··· Provided passage

WE CAN ALL IMPROVE
Friday, May 28, 2021
Having a dialogue – with anyone, for story-telling, for story-listening, or to propel our agenda onward, is something we come to best, when we come absent expectancies of what we’ll hear, what we’ll learn or how we’ll be persuaded to see some situation or set of facts differently. But that only works when we aren’t hamstrung and tripped up by our orchestration.
We’ve seen it repeatedly in ourselves and others.
Open mouth, spit out words.
Listen.
Open mouth, spit out more words.
Listen some more.
Or we’re supposed to …
Observed, without audio, this would appear like conversation – and too often, our talking and listening overlap. When I should be listening, my mind often races ahead to the next thing I want to say, and conversely, when I am speaking, my listener is likely racing ahead in their head to prepare what they are going to say next.
This is challenging enough when face to face, but it gets compounded when we aren’t.
Whether on a Zoom call or at a town hall, we can at least see our counterparties. But, when we are on the phone – missing facial expression, missing nuance, missing a connection of real interaction. If we watched ourselves from a distance, without audio, we’d see that image over and over – whether we watched someone else or a film record of ourselves, we would see much the same image repeated.

······

Explore the material:
**1.** In the passage on conversation, what does the writer's mind often do when it should be listening?
**2.** Extend the passage on conversation, picking up after its final sentence.

··· Data section

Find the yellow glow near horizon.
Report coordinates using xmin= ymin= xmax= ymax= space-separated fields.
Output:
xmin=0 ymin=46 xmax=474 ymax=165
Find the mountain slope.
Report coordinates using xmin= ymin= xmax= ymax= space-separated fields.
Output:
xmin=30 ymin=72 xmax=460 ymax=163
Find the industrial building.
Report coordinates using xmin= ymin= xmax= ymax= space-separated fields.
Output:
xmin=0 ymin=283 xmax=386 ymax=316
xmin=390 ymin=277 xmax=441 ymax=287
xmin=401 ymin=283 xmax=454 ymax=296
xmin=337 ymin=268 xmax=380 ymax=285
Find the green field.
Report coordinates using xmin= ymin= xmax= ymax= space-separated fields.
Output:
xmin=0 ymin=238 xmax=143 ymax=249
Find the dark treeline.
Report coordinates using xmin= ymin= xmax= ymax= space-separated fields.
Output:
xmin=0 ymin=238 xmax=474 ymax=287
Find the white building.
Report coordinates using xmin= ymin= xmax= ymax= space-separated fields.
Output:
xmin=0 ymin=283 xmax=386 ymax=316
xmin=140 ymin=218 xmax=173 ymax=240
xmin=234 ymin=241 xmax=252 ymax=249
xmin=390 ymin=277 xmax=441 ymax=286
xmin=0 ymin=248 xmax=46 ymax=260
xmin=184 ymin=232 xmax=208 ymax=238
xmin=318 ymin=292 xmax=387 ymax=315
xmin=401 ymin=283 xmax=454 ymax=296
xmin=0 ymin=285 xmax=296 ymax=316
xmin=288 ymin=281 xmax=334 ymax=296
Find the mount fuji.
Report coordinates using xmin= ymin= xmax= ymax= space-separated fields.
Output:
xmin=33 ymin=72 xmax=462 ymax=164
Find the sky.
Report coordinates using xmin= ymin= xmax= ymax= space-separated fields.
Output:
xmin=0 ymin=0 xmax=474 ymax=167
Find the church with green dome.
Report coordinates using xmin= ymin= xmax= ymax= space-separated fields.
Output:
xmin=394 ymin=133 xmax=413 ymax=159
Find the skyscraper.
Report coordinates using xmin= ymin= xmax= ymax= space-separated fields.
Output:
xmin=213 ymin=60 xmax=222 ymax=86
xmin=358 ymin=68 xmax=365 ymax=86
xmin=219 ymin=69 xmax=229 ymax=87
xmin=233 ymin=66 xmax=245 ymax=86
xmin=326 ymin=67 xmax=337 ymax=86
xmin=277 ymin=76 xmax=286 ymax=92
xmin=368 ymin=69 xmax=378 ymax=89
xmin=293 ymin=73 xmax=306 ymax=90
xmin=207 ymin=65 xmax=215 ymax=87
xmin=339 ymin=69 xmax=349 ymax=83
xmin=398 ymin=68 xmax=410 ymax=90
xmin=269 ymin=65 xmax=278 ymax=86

······

Activity answers:
**1.** It races ahead to the next thing the writer wants to say.

**2.**
Once our COVID isolation relents, getting back to face-to-face life is essential for many reasons, but mostly I think because we can take time to listen. We speak, always, with some unwritten script because we want to say what we want to say – but listening should be focused, without a strategic plan, taking in everything we can, like a sponge – soaking it up, taking it all in, squeezing, gently, to get it all out. Repeat.
When we have a conversation, it’s not so much what we put in, what we leave behind, as much as what we get out of it, what we take from it, what we take away.
And then, the other thing we do, far worse in my estimation, is when we interrupt someone making their point, explaining themselves – when we interrupt with, “Sorry, I’ve got to take this other call.”
We all do this.
We should all stop doing it.
Because it says something about ourselves – that we are rude, that we are inconsiderate, and that we don’t value highly the person we are interrupting. It doesn’t matter whether we are interrupting the person, or the thought, either way, it’s rude, it’s insulting, and it damages relationships.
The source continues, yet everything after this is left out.